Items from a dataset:

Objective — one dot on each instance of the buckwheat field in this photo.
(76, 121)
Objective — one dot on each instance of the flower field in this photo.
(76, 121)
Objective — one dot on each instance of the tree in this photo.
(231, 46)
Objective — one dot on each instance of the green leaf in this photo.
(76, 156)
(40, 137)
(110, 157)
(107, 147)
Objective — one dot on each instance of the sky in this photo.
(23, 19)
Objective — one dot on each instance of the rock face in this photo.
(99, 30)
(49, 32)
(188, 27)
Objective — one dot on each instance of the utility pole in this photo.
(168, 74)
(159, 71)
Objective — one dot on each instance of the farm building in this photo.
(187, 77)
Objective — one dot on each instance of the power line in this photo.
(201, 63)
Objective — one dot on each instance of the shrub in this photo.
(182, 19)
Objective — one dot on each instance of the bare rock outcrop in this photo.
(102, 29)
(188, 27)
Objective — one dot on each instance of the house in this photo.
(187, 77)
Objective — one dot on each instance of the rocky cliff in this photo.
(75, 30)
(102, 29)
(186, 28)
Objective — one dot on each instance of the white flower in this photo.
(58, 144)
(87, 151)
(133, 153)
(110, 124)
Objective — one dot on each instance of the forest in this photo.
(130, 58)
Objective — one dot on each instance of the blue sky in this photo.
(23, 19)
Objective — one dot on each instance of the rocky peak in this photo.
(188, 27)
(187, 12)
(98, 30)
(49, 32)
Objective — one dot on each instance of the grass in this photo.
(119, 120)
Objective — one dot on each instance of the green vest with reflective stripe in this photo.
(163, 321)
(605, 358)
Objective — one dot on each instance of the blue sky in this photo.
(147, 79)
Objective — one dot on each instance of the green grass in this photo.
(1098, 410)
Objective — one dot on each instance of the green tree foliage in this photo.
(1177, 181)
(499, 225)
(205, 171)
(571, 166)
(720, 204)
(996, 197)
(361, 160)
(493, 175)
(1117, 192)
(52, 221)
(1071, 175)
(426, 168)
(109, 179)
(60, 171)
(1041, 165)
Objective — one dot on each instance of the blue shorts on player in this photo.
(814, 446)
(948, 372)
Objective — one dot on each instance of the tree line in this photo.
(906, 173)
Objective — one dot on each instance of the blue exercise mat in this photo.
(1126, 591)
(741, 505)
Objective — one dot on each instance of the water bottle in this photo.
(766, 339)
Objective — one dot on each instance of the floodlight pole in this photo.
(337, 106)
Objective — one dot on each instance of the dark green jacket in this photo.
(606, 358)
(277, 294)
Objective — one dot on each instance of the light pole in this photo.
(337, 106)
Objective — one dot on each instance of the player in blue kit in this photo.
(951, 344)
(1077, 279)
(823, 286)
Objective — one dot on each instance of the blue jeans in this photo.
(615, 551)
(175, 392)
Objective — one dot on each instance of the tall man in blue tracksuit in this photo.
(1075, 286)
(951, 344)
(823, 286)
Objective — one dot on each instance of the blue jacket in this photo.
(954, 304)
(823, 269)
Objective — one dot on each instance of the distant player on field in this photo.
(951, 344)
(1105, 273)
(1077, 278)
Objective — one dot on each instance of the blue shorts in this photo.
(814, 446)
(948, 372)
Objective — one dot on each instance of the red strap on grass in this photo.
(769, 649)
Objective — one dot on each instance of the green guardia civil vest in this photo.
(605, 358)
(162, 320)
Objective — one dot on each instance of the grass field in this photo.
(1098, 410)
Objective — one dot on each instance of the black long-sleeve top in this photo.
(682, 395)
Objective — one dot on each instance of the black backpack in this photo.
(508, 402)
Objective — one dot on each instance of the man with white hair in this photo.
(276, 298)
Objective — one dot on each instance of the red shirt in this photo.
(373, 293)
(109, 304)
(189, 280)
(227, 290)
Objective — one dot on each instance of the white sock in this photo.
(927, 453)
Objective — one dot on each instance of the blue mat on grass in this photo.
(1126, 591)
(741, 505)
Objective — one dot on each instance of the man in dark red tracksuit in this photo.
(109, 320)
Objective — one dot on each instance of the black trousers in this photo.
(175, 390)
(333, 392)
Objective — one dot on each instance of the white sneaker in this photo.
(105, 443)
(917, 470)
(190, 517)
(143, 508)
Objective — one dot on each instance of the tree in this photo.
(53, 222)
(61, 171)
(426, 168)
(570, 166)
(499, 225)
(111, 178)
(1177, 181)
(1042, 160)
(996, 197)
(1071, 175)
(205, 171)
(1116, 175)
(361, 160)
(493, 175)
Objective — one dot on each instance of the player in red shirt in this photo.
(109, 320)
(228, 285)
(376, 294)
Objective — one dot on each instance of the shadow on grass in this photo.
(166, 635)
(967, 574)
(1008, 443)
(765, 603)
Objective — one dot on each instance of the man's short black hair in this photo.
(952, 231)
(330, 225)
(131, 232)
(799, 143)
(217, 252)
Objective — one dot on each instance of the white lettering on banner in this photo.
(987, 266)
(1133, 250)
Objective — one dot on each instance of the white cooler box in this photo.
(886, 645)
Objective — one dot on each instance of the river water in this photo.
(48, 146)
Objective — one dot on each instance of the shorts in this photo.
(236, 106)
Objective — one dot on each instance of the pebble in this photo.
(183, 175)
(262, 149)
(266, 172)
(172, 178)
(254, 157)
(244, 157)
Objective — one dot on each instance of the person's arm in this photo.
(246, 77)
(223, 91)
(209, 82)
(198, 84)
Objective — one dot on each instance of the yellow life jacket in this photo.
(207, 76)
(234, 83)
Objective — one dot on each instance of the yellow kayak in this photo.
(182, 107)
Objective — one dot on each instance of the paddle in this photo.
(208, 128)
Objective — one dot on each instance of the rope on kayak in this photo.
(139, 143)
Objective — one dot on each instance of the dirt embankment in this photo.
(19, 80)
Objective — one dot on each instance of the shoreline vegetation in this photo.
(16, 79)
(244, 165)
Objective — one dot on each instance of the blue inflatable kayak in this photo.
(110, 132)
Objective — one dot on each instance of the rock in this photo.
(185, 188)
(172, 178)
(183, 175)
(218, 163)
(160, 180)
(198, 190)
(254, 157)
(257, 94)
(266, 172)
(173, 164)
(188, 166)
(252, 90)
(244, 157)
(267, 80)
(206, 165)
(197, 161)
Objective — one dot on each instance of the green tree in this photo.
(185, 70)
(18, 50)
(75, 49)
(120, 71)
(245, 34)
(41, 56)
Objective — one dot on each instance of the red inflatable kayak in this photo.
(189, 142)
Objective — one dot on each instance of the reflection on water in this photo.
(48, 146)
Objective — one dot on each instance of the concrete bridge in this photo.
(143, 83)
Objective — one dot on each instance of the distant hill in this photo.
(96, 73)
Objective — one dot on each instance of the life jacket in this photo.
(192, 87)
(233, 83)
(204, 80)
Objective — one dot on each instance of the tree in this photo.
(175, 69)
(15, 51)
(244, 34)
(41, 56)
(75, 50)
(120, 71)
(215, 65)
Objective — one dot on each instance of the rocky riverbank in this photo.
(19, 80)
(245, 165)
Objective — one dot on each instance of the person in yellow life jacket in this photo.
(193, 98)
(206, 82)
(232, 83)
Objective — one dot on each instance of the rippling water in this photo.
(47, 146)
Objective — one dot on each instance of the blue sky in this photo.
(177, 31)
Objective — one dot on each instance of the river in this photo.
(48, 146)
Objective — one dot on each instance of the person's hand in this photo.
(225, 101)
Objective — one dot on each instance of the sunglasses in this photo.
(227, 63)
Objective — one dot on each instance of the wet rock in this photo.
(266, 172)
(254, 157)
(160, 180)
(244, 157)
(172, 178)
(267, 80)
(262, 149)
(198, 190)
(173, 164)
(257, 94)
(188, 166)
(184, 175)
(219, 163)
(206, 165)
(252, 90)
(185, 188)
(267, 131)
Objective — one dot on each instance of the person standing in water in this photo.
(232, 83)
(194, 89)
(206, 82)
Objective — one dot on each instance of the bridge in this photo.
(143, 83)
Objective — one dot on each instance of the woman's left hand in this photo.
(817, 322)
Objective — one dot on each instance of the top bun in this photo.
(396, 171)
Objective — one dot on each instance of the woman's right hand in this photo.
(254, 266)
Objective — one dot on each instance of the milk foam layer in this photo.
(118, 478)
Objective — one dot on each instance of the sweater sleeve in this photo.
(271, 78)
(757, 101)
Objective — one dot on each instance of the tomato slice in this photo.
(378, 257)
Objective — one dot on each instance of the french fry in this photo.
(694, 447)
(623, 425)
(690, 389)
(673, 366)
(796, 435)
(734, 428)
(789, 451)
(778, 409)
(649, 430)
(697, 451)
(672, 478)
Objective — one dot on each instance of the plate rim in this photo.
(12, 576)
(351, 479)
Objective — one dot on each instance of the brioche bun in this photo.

Work request: Nothing but the lines from the one with "Objective — one dot on each instance of the woman's right" through the last line of the entries should be repeated, and those exactly.

Answer space:
Objective — one dot on each instance of the woman's right hand in this photo.
(254, 266)
Objective — one dot on each instance of the milk foam layer in this photo.
(118, 478)
Objective — one dot on each instance of the sweater sleeve in this photo.
(271, 78)
(757, 101)
Objective — one dot on each instance of the tomato slice in this photo.
(378, 257)
Objective — one dot on each instance of the french fry in this photo.
(694, 447)
(623, 425)
(690, 389)
(673, 366)
(796, 435)
(734, 428)
(789, 451)
(778, 409)
(649, 430)
(697, 451)
(672, 478)
Objective — one dot on each instance of the plate rim in this photo.
(12, 576)
(351, 479)
Objective — one dot on each instance of the brioche bun in this photo.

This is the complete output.